+++ Supplied entries

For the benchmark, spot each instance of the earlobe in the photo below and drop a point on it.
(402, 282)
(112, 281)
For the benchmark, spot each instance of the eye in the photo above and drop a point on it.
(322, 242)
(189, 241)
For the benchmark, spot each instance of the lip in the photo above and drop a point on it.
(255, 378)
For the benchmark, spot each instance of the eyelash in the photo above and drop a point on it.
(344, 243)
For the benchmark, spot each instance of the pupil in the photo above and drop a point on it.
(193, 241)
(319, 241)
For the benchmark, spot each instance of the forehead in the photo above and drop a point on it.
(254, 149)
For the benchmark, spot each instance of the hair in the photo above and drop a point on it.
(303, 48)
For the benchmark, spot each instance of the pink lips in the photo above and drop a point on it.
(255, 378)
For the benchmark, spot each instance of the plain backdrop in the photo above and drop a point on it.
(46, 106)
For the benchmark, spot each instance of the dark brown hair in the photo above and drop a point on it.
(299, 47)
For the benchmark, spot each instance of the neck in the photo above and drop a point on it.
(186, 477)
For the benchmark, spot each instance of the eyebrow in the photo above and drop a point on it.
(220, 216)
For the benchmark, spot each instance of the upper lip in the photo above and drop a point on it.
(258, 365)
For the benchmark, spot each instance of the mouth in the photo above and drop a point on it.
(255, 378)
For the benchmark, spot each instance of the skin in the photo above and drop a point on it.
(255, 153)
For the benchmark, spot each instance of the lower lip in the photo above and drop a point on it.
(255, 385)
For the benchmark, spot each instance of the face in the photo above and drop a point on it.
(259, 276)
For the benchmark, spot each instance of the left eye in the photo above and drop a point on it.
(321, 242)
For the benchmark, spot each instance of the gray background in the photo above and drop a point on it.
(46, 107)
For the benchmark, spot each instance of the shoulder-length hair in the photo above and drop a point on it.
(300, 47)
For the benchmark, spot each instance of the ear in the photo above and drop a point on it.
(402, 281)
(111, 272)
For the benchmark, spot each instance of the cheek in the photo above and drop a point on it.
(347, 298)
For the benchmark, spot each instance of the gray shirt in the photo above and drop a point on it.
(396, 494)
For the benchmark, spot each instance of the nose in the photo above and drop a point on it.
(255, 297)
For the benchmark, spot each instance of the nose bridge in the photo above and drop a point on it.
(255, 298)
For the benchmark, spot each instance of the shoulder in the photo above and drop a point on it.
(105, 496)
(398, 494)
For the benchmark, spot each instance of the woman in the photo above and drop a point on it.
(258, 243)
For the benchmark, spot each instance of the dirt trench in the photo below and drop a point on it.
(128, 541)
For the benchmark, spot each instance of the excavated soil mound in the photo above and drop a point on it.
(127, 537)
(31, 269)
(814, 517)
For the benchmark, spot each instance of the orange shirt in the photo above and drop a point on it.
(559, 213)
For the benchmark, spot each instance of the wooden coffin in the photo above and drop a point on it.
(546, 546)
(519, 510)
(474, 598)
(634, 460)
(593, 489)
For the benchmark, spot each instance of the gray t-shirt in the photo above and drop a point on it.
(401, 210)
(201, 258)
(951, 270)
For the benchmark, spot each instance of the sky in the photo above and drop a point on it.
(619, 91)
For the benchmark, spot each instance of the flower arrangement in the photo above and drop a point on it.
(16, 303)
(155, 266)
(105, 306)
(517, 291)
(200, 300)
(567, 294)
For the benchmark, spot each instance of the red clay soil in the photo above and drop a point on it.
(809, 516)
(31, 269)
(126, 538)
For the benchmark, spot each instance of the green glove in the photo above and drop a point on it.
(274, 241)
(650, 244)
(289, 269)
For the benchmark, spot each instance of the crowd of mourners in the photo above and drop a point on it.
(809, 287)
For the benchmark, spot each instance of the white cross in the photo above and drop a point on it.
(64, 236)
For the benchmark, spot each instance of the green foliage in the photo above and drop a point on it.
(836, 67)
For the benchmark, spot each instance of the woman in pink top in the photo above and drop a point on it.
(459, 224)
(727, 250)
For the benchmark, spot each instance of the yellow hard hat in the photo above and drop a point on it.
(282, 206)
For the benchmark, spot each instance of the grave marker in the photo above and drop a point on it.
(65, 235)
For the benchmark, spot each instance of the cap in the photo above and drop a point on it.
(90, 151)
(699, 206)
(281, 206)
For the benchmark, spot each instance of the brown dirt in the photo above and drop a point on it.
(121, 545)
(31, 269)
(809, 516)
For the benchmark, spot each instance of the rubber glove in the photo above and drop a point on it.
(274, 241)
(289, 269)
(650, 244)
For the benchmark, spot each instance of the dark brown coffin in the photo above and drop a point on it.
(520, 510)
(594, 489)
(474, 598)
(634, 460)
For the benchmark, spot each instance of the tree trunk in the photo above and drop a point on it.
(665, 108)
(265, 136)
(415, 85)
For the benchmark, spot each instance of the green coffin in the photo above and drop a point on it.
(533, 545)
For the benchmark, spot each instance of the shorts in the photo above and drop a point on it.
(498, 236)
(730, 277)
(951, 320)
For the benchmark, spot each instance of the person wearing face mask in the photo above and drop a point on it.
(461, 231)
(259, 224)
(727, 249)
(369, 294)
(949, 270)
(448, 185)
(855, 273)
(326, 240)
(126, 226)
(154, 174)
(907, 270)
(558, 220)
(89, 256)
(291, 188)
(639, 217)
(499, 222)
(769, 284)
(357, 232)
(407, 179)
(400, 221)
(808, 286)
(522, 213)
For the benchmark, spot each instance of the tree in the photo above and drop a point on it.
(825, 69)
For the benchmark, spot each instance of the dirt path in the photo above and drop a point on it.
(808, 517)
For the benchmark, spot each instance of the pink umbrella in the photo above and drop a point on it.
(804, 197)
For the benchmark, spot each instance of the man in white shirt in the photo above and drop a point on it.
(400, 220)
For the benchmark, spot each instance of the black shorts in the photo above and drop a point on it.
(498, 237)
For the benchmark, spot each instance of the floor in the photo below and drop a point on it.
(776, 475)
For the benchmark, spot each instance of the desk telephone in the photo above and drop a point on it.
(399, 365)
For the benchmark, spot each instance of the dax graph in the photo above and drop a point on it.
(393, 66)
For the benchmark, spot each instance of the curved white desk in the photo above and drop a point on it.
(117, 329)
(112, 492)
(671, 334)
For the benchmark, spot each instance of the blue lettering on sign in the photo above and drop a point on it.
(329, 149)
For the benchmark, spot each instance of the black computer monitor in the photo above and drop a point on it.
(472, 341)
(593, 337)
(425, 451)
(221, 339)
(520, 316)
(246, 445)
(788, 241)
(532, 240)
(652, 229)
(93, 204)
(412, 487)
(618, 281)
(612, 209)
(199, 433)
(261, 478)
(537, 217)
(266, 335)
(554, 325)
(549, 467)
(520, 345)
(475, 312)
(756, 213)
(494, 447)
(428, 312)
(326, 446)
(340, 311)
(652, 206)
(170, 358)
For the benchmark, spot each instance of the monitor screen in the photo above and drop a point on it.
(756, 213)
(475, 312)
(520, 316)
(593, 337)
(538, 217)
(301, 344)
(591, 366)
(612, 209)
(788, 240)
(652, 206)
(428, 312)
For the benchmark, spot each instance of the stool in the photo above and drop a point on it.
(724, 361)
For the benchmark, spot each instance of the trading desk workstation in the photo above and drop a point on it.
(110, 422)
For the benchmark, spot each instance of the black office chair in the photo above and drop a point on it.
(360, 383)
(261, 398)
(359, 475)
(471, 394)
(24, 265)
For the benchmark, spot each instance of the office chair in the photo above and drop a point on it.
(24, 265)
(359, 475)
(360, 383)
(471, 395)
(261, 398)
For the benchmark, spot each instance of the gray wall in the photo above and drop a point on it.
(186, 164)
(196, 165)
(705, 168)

++++++

Directive
Every record above should be copied exactly.

Complete response
For the benchmark, spot each instance of the earlobe in the photo below and drop a point on it.
(402, 282)
(112, 281)
For the benchmark, spot each instance of the eye in the photo above and drop a point on it.
(322, 242)
(189, 241)
For the benchmark, spot each instance of the lip in the photo above and drop a point on it.
(255, 378)
For the benchmark, spot each instance of the eyelash in the photo above and drop a point on it.
(344, 243)
For the benchmark, spot each instance of the pupil in the photo above and drop a point on it.
(193, 241)
(319, 241)
For the benchmark, spot each instance of the forehead in the photo above and drop a point on it.
(254, 149)
For the benchmark, spot each instance of the hair in the photo above and drop a point on it.
(303, 48)
For the benchmark, spot each instance of the pink lips in the photo above and drop a point on it.
(255, 378)
For the benchmark, spot each instance of the plain backdrop in the photo above and drop a point on it.
(46, 106)
For the benchmark, spot each instance of the dark brown hair in the photo above and drop a point on it.
(299, 47)
For the benchmark, spot each instance of the neck in the photo above and drop a point on it.
(186, 477)
For the benchmark, spot each instance of the eyebrow in the photo above and drop a point on it.
(220, 216)
For the benchmark, spot each instance of the upper lip in the photo above and drop a point on it.
(258, 365)
For the benchmark, spot each instance of the mouth in the photo above and drop a point on it.
(255, 378)
For the benchmark, spot each instance of the skin in the photo above and drop a point on it.
(255, 153)
For the benchmark, spot each instance of the lower lip in the photo above and drop a point on it.
(255, 385)
For the benchmark, spot each instance of the face in the photo above and drop a point on it.
(259, 276)
For the benchmark, spot each instance of the left eye in the photo above and drop a point on it.
(321, 242)
For the benchmark, spot each instance of the gray background in the photo above and drop a point on it.
(46, 107)
For the benchmark, spot each instance of the shoulder-length hair in the photo above and drop a point on it.
(300, 47)
For the benchmark, spot each instance of the ear in the photo above and drop a point on it.
(402, 281)
(111, 272)
For the benchmark, spot each instance of the cheek in the photo above and drop a point on it.
(347, 298)
For the benchmark, spot each instance of the gray shirt in the photo above and drop a point on it.
(396, 494)
For the benchmark, spot each instance of the nose in the photo above and drop a point on it.
(255, 297)
For the benchmark, spot each instance of the nose bridge in the photo above and drop a point on it.
(255, 298)
For the benchmark, spot each instance of the shoulder in the photo above and drop a point on it.
(105, 496)
(398, 494)
For the benchmark, spot each instance of the woman in the photo above and drop a point on it.
(258, 243)
For the benchmark, spot each instance of the dirt trench in the photo below and drop a point on it.
(128, 541)
For the benchmark, spot each instance of the excavated soil mound in the photo above and drop a point on it.
(127, 537)
(31, 269)
(814, 517)
For the benchmark, spot each instance of the orange shirt in the photo above and drop a point on it.
(559, 213)
For the benchmark, spot each instance of the wooden coffin in the photo above and drop a point on it.
(546, 546)
(519, 510)
(474, 598)
(634, 460)
(593, 489)
For the benchmark, spot each instance of the gray t-shirt in the photo above and drop a point on it.
(401, 210)
(201, 258)
(951, 270)
For the benchmark, spot each instance of the sky in the photo above and drop a point on it.
(619, 91)
For the benchmark, spot each instance of the flower arrangement in the photo above and drop a point on it.
(16, 303)
(155, 266)
(105, 306)
(517, 291)
(200, 300)
(567, 294)
For the benchmark, spot each instance of the red clay soil in the photo above and drop a point on it.
(809, 516)
(31, 269)
(126, 538)
For the benchmark, spot each instance of the green glove in the photo above and drop a point on it.
(274, 241)
(650, 244)
(289, 269)
For the benchmark, spot each instance of the crowd of mourners in the photo above and drop a point on it.
(809, 287)
For the benchmark, spot each instance of the white cross in the photo above and drop a point on it.
(64, 236)
For the benchmark, spot each instance of the green foliage in the photo above and drop a point on it.
(836, 67)
For the benchmark, spot each instance of the woman in pink top in the photo above and drop a point on it.
(459, 224)
(727, 250)
For the benchmark, spot each instance of the yellow hard hat in the photo above and drop a point on it.
(282, 206)
For the benchmark, spot each instance of the grave marker in the photo above and drop a point on it.
(65, 235)
For the benchmark, spot each instance of the cap in the photo above and drop a point on it.
(90, 151)
(699, 206)
(281, 206)
For the benchmark, spot each instance of the brown dirt in the photo above and drop a point on it.
(121, 545)
(31, 269)
(809, 516)
For the benchmark, spot each instance of the rubber glove in the photo above and drop a point on it.
(274, 241)
(289, 269)
(650, 244)
For the benchmark, spot each instance of the dark brown coffin in the photo above and drop a point on it.
(520, 510)
(594, 489)
(474, 598)
(634, 460)
For the benchmark, spot each instance of the tree trunk in the photo above and drop a point on it.
(665, 108)
(265, 136)
(415, 85)
For the benchmark, spot each instance of the green coffin in the photo above and drop a point on it.
(533, 545)
For the benchmark, spot each instance of the shorts in the photo above and drop a point on it.
(498, 236)
(730, 277)
(951, 320)
For the benchmark, spot each instance of the person wearing face mask in the photo above and drop a point on it.
(461, 231)
(259, 224)
(727, 249)
(369, 294)
(949, 270)
(448, 185)
(855, 273)
(326, 240)
(126, 226)
(154, 174)
(907, 270)
(558, 220)
(89, 256)
(291, 188)
(639, 217)
(499, 222)
(769, 284)
(357, 232)
(407, 179)
(400, 221)
(808, 286)
(522, 213)
For the benchmark, spot each instance of the tree in the photo above and drop a point on it.
(825, 69)
For the benchmark, spot each instance of the dirt path in the photo above and drop a point on it.
(808, 517)
For the benchmark, spot each instance of the pink umbrella in the photo above and drop a point on it.
(804, 197)
For the benchmark, spot each instance of the man in white shirt in the photo above and drop a point on it.
(400, 220)
For the benchmark, spot each instance of the black shorts in the photo above and drop a point on it.
(498, 237)
For the benchmark, spot each instance of the floor in the photo below and drop a point on it.
(776, 475)
For the benchmark, spot each instance of the desk telephone in the photo above and drop a point on it.
(399, 365)
For the benchmark, spot each instance of the dax graph in the photo above and drop a point on it.
(393, 66)
For the benchmark, spot each instance of the curved white desk in the photo above and drop a point on it.
(117, 329)
(112, 492)
(671, 334)
For the benchmark, spot each instance of the blue lettering on sign in the photo above and drop a point on it.
(329, 149)
For the benchmark, spot each instance of the black computer monitor in the photo above and drop a point on it.
(472, 341)
(593, 337)
(425, 451)
(221, 339)
(520, 316)
(246, 445)
(788, 241)
(532, 240)
(652, 229)
(93, 204)
(412, 487)
(618, 281)
(612, 209)
(199, 433)
(261, 478)
(537, 217)
(266, 335)
(554, 325)
(549, 467)
(520, 345)
(475, 312)
(756, 213)
(494, 447)
(428, 312)
(326, 446)
(340, 311)
(652, 206)
(170, 358)
For the benchmark, spot each instance of the monitor screen in the photo above and drop a point on it.
(756, 213)
(475, 312)
(520, 316)
(593, 337)
(538, 217)
(301, 344)
(591, 366)
(612, 209)
(788, 240)
(652, 206)
(428, 312)
For the benchmark, spot each instance of the stool in the photo above and drop a point on it.
(724, 361)
For the benchmark, spot each instance of the trading desk workstation in the photo above and drop a point on it.
(110, 422)
For the benchmark, spot each instance of the black office chair in the photo above and drop a point on it.
(360, 383)
(261, 398)
(359, 475)
(471, 394)
(24, 265)
For the benchmark, spot each instance of the office chair in the photo above and drop a point on it.
(24, 265)
(359, 475)
(360, 383)
(471, 395)
(261, 398)
For the benchmark, spot each instance of the gray wall in the photo above and drop a point on it.
(186, 164)
(196, 165)
(705, 168)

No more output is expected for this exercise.